# Requirements
Copy the text of every record below word for word, leaving out the pictures.

# Stored records
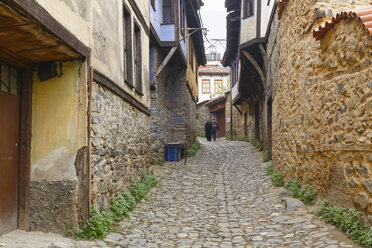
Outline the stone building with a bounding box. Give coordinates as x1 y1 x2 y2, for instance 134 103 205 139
196 92 230 138
150 0 206 160
273 0 372 217
222 0 276 157
0 0 150 234
197 64 230 137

# Final result
Outline the stone building with a bounding box. Give coordinates as x1 y1 x2 y2, for instance 134 103 205 139
196 92 230 138
150 0 206 160
273 0 372 217
222 0 276 157
0 0 150 234
197 64 230 137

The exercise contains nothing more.